Stored rows:
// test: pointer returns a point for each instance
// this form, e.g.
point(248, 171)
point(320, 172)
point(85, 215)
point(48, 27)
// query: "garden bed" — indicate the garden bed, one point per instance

Aim of the task:
Pick out every line of the data above that contains the string "point", treating uppercase and lowercase as different.

Full output:
// test: pointer returns a point for each instance
point(248, 171)
point(320, 172)
point(85, 215)
point(48, 27)
// query: "garden bed" — indicate the garden bed, one point per instance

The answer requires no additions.